*Source text*
All of us hear about earthquakes occurring and how they can cause massive destruction and trigger tsunamis. But what exactly is an earthquake, and what causes them? What is the relationship between earthquakes and tsunamis? What geographic locations are more susceptible to earthquakes than others, and why?

For starters, an earthquake in simple terms is the Earth’s natural means of releasing stress. When the Earth’s plates move against each other, stress is put on the lithosphere. When the stress is great enough, the lithosphere breaks or shifts. Imagine holding a pencil horizontally and applying force to both ends by pushing down on them; the pencil would eventually bend. After enough force was applied, the pencil would break in the middle, releasing the stress you put on it. The Earth’s crust works the same way. As the plates move they put forces on themselves and each other, and when the force is large enough, the crust is forced to break. When the break occurs, the stress is released as energy which moves through the Earth in the form of waves, which we feel and call an earthquake.

So what are Earth plates? The scientific term is tectonic plates which are two sub-layers of the earth’s crust (lithosphere) that move, float, and sometimes fracture and whose interaction causes continental drift, earthquakes, volcanoes, mountains, and oceanic trenches.

It is no surprise that earthquakes can cause mass destruction, in fact they trigger tsunamis as well. A tsunami is a series of waves that are generated by an undersea disturbance such as an earthquake. From the area of the disturbance, the waves travel outward in all directions. The time between wave crests may be from five to ninety minutes, and the wave speed in the open ocean averages 450 miles per hour. Tsunamis can reach heights of more than 100 feet. As the waves approach the shallow coastal waters, they appear normal and the speed decreases. Then as the tsunami nears the coastline, it can grow to great height and smash into the shore, causing much destruction.

I decided to interview my friend whom resides in Corona, California which is in Riverside County and is situated near the Southern segment of the San Andreas Fault zone. He has lived in California for over twenty years and experiences trembles often. My interview went as follows:

1) What is it like living in a place like California, where earthquakes occur often?

“When you first move to California or when you first realize about earthquakes you are fearful of the earthquakes. After you have been through a few you put it in to perspective of only being concerned with a large one.”

2) Are you ever worried that you might be seriously hurt in an earthquake?

“The thought of being hurt in an earthquake has entered my mind however it is no more or less than being hurt in a car.”

3) Do you fear one day you might lose your house due to an earthquake?

“That thought is always on your mind. The building standards in California are to help reduce that chance so the newer your house is the better it will stand up to an earthquake. The one thing you always need to remember is if the big one hits there is not a lot you can do to protect your house. When I lived in Colorado if a tornado hit my house not much I could do to stop from losing my house. If Mother Nature wants to redecorate we don't have many choices.”

4) Are you prepared for an earthquake?

“I am prepared for an earthquake but more importantly I am prepared for any natural disaster. Anyone who is not prepared for large natural events is rolling the dice and hoping not to face them. I have been through earthquakes fires, tornados, blizzards, ice storms, heat waves, without electrical power, riots and floods, and the one thing that is constant the more prepared you are the better your chances are of surviving. I always say chance favors the prepared mind.”

(A block of data)
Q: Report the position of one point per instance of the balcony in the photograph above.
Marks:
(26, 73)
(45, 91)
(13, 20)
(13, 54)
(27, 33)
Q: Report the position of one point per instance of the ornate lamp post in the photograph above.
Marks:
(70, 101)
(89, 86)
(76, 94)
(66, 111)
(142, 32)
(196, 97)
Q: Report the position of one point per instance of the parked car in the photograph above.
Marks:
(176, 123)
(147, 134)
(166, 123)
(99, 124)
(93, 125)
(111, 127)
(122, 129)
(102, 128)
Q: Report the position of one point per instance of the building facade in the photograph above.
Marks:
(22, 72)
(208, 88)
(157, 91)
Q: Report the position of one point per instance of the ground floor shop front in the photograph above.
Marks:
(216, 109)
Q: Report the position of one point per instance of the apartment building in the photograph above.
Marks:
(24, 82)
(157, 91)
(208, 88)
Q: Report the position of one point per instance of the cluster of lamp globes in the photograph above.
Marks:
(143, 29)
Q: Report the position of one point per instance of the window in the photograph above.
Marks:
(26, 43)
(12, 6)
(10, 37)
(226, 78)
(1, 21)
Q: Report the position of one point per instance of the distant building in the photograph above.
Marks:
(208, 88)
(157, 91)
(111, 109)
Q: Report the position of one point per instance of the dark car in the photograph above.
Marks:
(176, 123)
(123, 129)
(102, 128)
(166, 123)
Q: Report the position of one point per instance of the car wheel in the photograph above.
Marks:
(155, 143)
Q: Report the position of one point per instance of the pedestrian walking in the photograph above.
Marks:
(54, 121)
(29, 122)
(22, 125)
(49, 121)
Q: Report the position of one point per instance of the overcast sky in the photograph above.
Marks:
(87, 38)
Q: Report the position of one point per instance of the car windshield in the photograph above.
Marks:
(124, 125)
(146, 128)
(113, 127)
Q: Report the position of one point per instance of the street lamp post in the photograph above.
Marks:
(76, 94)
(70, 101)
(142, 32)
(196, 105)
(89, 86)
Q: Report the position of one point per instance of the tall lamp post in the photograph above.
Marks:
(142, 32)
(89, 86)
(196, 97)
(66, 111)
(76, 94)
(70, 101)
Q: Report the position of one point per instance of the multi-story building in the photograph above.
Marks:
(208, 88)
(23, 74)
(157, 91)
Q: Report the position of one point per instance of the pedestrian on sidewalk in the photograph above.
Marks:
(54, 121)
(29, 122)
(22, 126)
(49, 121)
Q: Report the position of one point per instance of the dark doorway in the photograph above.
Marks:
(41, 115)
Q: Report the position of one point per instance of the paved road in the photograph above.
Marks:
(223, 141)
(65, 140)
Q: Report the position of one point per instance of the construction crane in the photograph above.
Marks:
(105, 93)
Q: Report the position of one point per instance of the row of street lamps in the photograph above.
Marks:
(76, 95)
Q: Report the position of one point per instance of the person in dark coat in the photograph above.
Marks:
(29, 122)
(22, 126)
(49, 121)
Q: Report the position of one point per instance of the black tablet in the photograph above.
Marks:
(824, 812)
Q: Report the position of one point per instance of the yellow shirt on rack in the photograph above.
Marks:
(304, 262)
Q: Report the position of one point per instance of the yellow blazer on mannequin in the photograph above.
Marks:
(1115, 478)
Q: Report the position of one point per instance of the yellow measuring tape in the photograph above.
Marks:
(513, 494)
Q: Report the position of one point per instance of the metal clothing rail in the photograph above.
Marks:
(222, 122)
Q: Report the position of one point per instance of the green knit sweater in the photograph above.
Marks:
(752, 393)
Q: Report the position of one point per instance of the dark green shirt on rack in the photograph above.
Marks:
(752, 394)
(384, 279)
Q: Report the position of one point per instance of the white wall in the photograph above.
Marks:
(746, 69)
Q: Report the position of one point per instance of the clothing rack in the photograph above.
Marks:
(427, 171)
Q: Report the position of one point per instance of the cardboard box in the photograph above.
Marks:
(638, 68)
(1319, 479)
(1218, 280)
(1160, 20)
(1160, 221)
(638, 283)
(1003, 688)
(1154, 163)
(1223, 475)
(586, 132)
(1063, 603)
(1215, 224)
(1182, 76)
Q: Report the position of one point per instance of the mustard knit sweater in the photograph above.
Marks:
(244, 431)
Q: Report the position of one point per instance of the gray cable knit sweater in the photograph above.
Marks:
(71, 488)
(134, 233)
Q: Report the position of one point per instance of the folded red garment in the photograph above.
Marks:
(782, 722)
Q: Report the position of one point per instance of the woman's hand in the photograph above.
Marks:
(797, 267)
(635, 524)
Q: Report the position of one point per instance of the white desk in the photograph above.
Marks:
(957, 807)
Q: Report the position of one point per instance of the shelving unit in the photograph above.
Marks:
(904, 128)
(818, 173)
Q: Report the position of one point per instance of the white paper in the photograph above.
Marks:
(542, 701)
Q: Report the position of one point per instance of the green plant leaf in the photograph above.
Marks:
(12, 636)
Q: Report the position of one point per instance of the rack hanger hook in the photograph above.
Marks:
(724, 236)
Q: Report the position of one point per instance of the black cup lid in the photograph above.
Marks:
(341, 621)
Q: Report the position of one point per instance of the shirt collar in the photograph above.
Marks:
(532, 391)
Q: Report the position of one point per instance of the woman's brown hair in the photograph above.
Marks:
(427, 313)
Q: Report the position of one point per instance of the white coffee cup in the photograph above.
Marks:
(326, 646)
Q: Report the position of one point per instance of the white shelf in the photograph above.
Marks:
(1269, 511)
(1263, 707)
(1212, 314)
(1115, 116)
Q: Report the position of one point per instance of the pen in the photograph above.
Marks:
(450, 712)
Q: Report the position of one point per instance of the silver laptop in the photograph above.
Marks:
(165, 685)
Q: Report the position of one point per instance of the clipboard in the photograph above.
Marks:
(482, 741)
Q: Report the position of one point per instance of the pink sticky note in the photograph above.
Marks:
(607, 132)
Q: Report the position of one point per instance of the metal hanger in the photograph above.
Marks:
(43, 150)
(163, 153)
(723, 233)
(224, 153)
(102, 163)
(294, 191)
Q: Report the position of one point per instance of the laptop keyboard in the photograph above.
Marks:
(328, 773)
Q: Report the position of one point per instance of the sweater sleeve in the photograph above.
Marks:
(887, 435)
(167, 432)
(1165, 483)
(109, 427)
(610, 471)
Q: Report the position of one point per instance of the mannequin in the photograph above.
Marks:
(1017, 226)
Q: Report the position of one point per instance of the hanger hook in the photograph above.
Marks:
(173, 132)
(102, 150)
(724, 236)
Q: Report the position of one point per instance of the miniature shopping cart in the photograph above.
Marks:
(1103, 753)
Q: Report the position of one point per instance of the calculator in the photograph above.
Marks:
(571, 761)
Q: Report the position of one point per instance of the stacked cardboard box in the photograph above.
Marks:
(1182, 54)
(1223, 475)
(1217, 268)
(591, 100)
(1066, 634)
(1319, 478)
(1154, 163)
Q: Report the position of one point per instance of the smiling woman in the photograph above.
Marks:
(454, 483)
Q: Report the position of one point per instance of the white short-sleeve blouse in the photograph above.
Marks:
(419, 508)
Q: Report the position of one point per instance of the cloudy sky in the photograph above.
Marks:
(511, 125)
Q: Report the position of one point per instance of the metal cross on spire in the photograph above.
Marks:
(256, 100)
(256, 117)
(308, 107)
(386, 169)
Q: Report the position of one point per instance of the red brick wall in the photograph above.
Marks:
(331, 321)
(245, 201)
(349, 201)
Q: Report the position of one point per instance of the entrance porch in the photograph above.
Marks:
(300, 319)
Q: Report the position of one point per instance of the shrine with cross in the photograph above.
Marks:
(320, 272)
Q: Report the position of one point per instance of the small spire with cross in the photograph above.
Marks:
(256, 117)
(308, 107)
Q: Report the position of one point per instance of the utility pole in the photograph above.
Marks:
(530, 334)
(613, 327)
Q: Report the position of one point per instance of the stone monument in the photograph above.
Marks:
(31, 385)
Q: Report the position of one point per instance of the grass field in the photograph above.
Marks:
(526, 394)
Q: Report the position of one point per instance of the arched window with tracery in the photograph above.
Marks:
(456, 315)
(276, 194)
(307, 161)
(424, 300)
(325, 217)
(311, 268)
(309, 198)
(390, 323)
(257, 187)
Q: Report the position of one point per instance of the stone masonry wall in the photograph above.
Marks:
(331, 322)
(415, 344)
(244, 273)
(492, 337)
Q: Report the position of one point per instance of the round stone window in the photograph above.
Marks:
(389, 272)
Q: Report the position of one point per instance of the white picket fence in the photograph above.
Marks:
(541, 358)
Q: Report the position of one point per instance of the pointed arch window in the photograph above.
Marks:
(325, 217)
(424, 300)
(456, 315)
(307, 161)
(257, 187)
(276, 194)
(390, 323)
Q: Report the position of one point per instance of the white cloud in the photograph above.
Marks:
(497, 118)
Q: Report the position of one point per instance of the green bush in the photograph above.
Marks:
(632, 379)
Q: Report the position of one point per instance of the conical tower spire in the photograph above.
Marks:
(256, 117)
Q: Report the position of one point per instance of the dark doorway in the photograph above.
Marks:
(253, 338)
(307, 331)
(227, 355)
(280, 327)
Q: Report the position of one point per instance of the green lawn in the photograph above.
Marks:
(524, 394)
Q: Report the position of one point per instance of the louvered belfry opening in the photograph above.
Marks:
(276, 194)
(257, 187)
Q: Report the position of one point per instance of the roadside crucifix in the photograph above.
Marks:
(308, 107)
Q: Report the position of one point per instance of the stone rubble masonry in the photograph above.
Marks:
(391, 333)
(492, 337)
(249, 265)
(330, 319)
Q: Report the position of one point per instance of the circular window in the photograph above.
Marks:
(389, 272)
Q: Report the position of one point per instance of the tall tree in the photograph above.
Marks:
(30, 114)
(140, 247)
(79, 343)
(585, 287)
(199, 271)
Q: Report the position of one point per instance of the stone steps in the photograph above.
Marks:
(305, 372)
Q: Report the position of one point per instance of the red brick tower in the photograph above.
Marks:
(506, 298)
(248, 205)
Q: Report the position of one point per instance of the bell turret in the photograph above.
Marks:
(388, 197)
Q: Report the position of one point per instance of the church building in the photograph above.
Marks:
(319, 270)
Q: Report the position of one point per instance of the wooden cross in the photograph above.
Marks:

*Exercises to complete*
1 – In the text about earthquakes, what is the average wave speed of a tsunami in the open ocean?
2 – Please retype the text about earthquakes from "2) Are you ever" to "for an earthquake?".

*Answers for this exercise*
1 – 450 miles per hour.

2 –
2) Are you ever worried that you might be seriously hurt in an earthquake?

“The thought of being hurt in an earthquake has entered my mind however it is no more or less than being hurt in a car.”

3) Do you fear one day you might lose your house due to an earthquake?

“That thought is always on your mind. The building standards in California are to help reduce that chance so the newer your house is the better it will stand up to an earthquake. The one thing you always need to remember is if the big one hits there is not a lot you can do to protect your house. When I lived in Colorado if a tornado hit my house not much I could do to stop from losing my house. If Mother Nature wants to redecorate we don't have many choices.”

4) Are you prepared for an earthquake?